What the task requires: Reproduce the lines below word for word, from the line that contains "Your task is to examine this image and locate open" through the line that contains "[670,340,736,514]", including both of those lines.

-------- Excerpted data --------

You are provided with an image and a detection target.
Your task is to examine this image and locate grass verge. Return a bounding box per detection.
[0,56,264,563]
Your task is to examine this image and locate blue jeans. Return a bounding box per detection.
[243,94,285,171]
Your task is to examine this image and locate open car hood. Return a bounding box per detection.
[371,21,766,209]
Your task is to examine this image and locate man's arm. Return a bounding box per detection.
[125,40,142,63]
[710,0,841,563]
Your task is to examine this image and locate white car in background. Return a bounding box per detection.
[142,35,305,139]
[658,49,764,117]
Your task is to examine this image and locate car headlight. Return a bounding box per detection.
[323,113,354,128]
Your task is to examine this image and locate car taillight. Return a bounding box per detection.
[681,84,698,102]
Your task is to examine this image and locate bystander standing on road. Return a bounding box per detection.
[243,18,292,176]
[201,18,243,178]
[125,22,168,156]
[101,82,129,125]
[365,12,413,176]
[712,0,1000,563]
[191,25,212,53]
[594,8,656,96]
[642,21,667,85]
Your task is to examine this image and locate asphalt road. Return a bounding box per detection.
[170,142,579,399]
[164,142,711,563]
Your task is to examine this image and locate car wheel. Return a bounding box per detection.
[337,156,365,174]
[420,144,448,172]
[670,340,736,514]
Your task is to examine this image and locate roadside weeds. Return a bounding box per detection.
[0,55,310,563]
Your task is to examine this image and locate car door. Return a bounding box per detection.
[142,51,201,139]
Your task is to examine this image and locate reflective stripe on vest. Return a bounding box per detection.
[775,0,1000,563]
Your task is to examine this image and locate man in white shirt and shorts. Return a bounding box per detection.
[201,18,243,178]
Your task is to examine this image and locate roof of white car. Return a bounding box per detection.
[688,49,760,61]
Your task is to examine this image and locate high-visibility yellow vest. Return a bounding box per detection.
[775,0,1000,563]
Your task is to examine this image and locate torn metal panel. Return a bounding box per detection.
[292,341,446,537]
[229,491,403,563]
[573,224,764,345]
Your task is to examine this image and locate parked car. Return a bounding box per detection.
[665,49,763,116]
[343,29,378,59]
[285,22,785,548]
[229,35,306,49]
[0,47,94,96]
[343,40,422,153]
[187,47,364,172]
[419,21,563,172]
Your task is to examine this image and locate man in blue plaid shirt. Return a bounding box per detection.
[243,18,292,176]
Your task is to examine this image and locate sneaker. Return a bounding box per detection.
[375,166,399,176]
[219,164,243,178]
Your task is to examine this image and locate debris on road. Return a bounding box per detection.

--------

Task result:
Your task is to examine this image and locate open car hood. Return a bounding box per detection.
[371,21,766,209]
Your task is to examine this image and locate man's arm. Return a bounding box per detection.
[125,40,142,63]
[710,0,841,563]
Your task is to examine this image and locate white car in background. Return a bounding box per detection.
[142,35,305,139]
[658,49,764,117]
Your task is to examine this image and locate car headlight. Return a bounding box per detection.
[323,113,354,128]
Your task is to examine this image and locate car taillight. Return a bounding box per detection.
[681,84,698,102]
Your task is to examine this image and locate bystander standing on road. Return a bounding box per detection.
[243,18,292,176]
[201,18,243,178]
[125,22,168,156]
[101,82,129,125]
[365,12,413,176]
[712,0,1000,563]
[191,25,212,53]
[594,8,656,96]
[642,21,667,85]
Your task is to examine this image and locate asphalt road. Return a bounding box per detection.
[170,142,579,399]
[164,142,711,563]
Your task is to examine this image and locate car wheel. Return a bounding box per detection.
[337,156,365,174]
[420,144,448,172]
[670,340,736,514]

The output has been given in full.